• **EXERCISE REQUIREMENTS**
Render as a numbered list the lines beginning with the one that contains "Tag distant tree" and continuing through the one that contains "0, 230, 254, 246", with both of those lines included. Leave out any blank lines.

Some lines:
________________________

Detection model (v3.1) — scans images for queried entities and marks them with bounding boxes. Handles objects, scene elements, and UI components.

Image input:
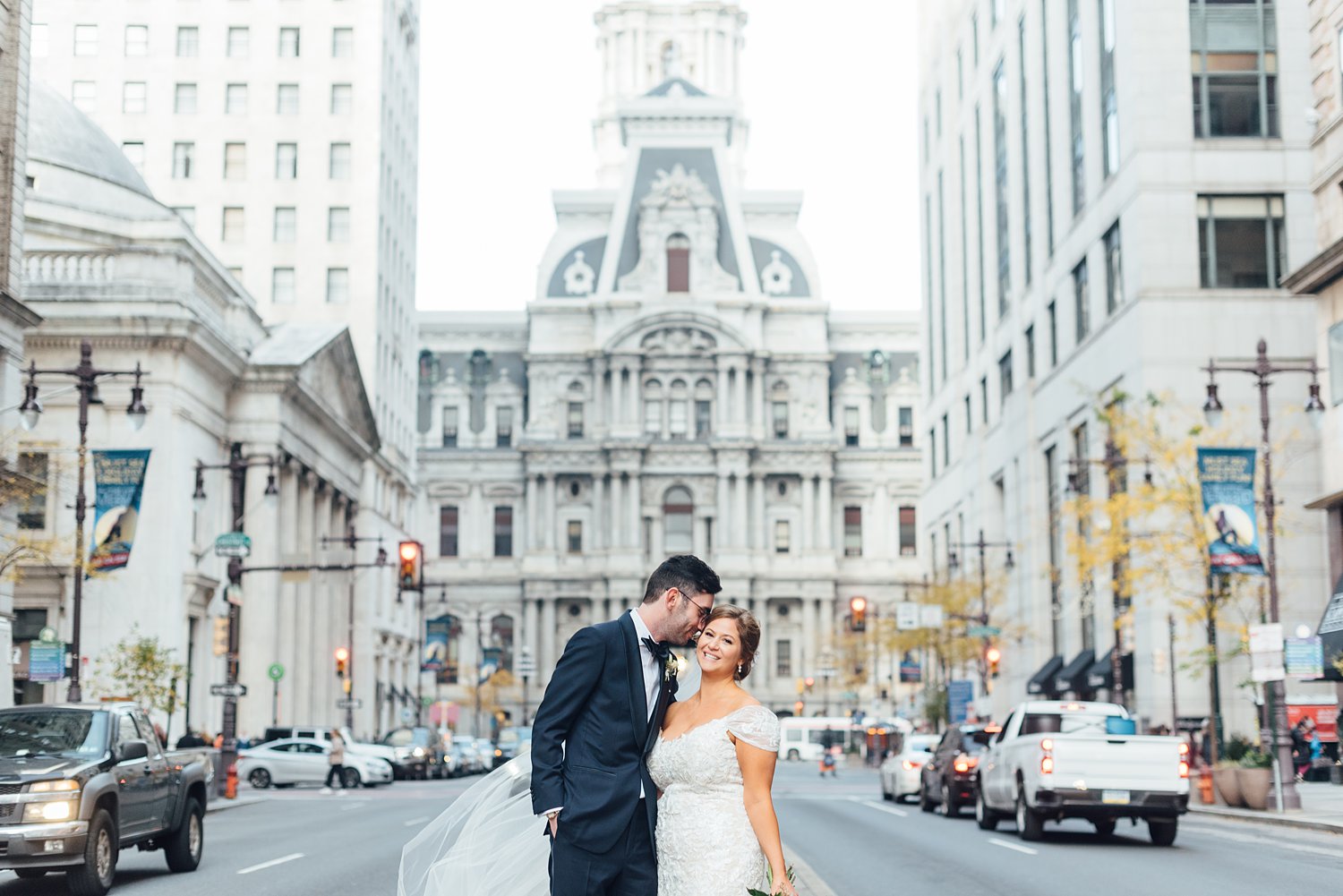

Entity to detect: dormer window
[668,234,690,293]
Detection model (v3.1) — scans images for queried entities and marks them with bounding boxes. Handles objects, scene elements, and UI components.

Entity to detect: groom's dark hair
[644,553,723,603]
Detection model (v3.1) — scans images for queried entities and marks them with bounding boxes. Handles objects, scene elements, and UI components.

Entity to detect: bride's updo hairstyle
[704,603,760,681]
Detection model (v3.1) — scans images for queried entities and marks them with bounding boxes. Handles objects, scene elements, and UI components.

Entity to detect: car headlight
[23,799,80,823]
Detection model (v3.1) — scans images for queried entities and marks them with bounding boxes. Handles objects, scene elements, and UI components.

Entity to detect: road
[775,763,1343,896]
[0,762,1343,896]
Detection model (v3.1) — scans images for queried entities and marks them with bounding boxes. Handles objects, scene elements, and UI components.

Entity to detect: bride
[398,606,797,896]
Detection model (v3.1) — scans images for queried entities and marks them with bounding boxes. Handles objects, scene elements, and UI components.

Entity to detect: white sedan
[881,735,940,802]
[238,738,392,789]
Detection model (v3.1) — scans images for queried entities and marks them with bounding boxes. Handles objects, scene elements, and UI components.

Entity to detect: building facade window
[1198,196,1287,289]
[663,485,695,556]
[900,507,919,558]
[222,207,244,243]
[438,505,458,558]
[271,206,298,243]
[443,407,458,448]
[1189,0,1279,137]
[994,62,1012,317]
[1103,220,1125,314]
[843,407,859,448]
[1068,0,1087,217]
[843,507,862,558]
[494,507,513,558]
[270,268,295,305]
[276,144,298,180]
[172,142,196,180]
[1074,258,1091,346]
[16,451,51,531]
[225,85,247,115]
[121,81,145,115]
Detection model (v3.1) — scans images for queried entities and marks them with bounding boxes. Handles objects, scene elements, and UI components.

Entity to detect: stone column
[817,473,835,552]
[798,473,817,550]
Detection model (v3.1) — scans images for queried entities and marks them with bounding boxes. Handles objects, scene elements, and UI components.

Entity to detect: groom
[532,555,723,896]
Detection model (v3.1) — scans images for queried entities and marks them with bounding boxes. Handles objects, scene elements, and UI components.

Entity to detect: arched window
[663,485,695,555]
[668,234,690,293]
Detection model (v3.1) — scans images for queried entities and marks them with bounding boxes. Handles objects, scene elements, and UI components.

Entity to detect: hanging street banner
[421,617,453,671]
[1198,448,1264,575]
[89,448,150,574]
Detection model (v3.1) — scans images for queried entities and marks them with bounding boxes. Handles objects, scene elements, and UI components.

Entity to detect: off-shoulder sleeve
[728,705,779,752]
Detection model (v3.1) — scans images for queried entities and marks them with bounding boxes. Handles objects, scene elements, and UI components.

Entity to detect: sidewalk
[1189,783,1343,834]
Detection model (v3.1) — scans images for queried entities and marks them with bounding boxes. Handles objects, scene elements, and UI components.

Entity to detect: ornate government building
[411,3,923,730]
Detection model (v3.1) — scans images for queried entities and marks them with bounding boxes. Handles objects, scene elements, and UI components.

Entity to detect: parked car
[975,700,1189,846]
[878,735,937,802]
[238,738,392,789]
[381,727,446,781]
[255,725,397,778]
[0,703,207,896]
[919,725,1002,818]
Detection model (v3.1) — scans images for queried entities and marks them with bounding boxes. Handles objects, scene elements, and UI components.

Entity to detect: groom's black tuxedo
[532,614,676,893]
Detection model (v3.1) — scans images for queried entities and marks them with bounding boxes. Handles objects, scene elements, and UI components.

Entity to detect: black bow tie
[644,638,672,661]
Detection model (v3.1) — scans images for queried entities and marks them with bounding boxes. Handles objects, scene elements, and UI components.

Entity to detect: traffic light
[397,542,424,591]
[849,596,868,631]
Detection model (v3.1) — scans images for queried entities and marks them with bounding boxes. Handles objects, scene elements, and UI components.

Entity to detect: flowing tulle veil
[397,752,551,896]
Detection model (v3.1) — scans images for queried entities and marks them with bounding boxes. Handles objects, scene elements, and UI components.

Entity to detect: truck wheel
[164,797,206,872]
[1147,818,1178,846]
[1017,791,1045,841]
[66,808,117,896]
[975,789,998,830]
[942,783,961,818]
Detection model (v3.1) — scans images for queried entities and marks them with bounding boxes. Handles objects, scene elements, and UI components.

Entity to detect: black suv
[919,724,1002,818]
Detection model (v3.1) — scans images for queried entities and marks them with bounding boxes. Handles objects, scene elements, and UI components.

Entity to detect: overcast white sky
[416,0,920,311]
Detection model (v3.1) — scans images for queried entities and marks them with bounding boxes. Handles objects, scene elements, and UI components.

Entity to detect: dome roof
[29,80,155,199]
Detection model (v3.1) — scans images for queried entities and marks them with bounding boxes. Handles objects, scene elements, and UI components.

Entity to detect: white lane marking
[238,853,304,875]
[849,797,910,818]
[988,837,1039,856]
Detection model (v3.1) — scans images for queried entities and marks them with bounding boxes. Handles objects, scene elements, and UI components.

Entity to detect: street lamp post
[947,529,1017,695]
[191,442,279,787]
[1068,435,1152,705]
[1203,338,1324,808]
[19,338,150,703]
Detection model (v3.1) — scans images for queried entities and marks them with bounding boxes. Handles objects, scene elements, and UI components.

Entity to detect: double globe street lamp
[19,338,150,703]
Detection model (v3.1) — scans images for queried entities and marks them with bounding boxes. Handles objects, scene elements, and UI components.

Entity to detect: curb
[206,797,266,815]
[784,846,838,896]
[1189,806,1343,834]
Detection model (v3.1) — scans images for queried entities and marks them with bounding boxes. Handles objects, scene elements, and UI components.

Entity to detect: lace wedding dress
[649,705,779,896]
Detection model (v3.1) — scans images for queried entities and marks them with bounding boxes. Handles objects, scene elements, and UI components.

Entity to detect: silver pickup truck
[0,703,210,896]
[975,700,1189,846]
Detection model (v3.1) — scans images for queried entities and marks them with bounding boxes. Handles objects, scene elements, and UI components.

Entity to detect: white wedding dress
[649,705,779,896]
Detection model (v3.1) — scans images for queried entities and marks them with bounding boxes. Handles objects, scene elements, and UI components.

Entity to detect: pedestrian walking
[322,728,346,797]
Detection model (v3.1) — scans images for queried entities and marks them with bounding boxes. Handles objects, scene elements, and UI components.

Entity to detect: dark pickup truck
[0,703,210,896]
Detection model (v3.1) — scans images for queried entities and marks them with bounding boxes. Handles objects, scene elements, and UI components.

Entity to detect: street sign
[215,532,252,559]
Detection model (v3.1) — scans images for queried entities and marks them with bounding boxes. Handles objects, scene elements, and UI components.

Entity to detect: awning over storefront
[1315,576,1343,681]
[1087,647,1133,690]
[1055,647,1096,695]
[1026,654,1064,698]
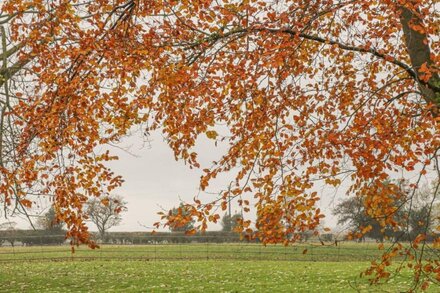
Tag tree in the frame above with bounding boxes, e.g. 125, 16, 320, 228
333, 197, 398, 242
86, 195, 127, 240
0, 0, 440, 287
222, 214, 242, 232
168, 204, 195, 232
36, 207, 64, 234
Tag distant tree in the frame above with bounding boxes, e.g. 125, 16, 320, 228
86, 195, 127, 240
333, 197, 391, 242
36, 207, 64, 233
0, 222, 17, 246
168, 204, 195, 232
222, 214, 242, 232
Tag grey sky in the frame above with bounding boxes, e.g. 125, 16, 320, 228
8, 132, 344, 231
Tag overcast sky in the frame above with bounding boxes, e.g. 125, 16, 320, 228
7, 132, 343, 231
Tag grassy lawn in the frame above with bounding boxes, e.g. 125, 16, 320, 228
0, 243, 390, 261
0, 260, 426, 292
0, 244, 439, 292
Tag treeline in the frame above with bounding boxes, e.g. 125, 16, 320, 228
0, 230, 66, 246
0, 230, 254, 246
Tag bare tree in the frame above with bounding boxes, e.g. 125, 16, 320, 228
86, 195, 127, 240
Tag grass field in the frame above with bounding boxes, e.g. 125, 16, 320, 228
0, 244, 440, 292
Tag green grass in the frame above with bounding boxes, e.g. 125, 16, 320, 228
0, 260, 426, 292
0, 243, 390, 261
0, 244, 439, 292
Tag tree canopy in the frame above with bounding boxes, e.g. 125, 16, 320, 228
0, 0, 440, 284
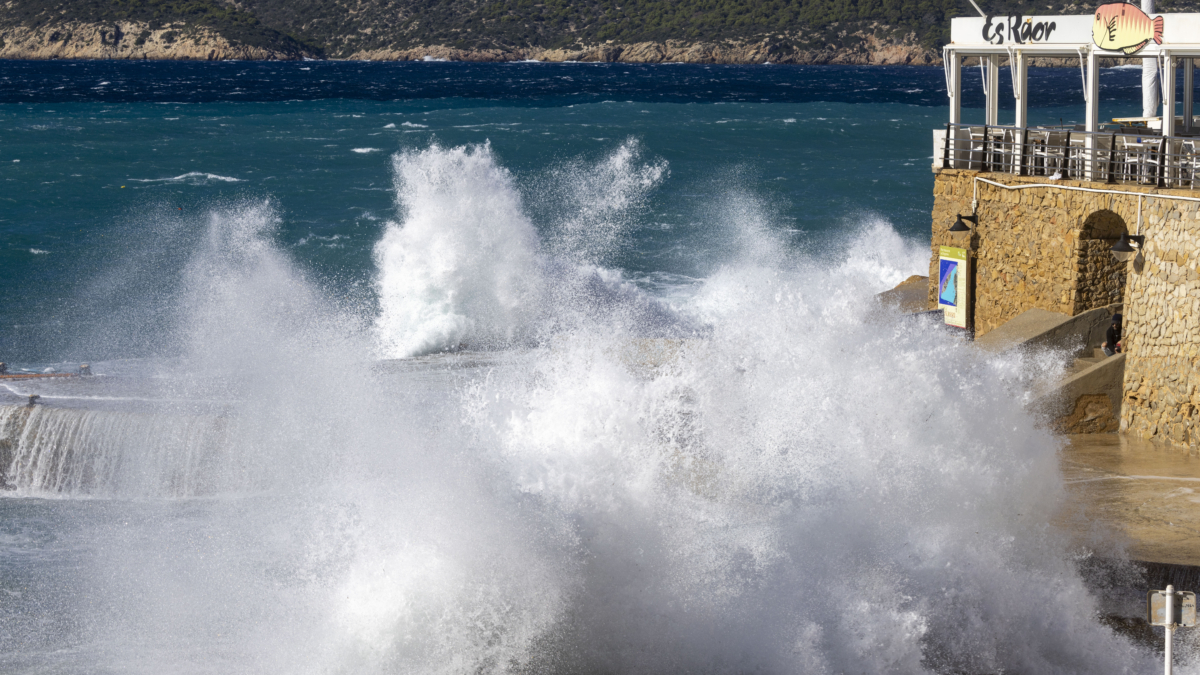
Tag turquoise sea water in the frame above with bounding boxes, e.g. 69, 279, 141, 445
0, 61, 1161, 675
0, 62, 1136, 363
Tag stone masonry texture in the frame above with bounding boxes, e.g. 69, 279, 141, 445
929, 169, 1200, 447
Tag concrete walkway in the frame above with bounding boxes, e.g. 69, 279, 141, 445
1058, 434, 1200, 566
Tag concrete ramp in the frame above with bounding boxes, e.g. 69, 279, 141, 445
974, 304, 1121, 356
974, 304, 1126, 434
1032, 353, 1126, 434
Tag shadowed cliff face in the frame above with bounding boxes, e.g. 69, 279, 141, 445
0, 22, 311, 61
0, 16, 941, 65
349, 32, 941, 66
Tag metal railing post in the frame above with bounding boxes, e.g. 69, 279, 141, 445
1016, 127, 1030, 175
1062, 131, 1070, 178
942, 123, 953, 168
1158, 136, 1168, 187
1108, 131, 1117, 183
979, 125, 991, 173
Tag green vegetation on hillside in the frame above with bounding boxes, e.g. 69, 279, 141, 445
11, 0, 1198, 56
0, 0, 319, 54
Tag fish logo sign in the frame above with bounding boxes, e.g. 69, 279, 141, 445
1092, 2, 1163, 55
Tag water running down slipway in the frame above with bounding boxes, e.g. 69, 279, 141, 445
0, 136, 1156, 674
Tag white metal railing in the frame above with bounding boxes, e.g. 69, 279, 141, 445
934, 124, 1200, 189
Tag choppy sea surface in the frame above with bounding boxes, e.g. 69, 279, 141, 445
0, 61, 1171, 674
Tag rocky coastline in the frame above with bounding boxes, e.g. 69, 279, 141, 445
0, 22, 942, 65
0, 22, 307, 61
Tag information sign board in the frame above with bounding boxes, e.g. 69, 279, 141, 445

________________________

• **THE OUTPUT**
1. Tag distant tree in the frame above with bounding boxes, e.g. 125, 16, 320, 228
2. 86, 195, 127, 240
3. 333, 197, 391, 242
4. 36, 207, 64, 233
5. 0, 222, 17, 246
6. 168, 204, 195, 232
7. 222, 214, 242, 232
8. Tag grey sky in the frame above with bounding boxes, e.g. 125, 16, 320, 228
9. 8, 132, 344, 231
10. Tag overcast sky in the frame above with bounding boxes, e.g. 125, 16, 320, 228
11. 7, 132, 343, 231
12. Tag grassy lawn in the frame above with bounding boxes, e.g. 125, 16, 320, 228
13. 0, 243, 390, 261
14. 0, 260, 426, 292
15. 0, 244, 439, 292
16. Tag treeline in the frame above with bounding boxes, e.g. 125, 16, 320, 228
17. 0, 230, 66, 246
18. 0, 230, 254, 246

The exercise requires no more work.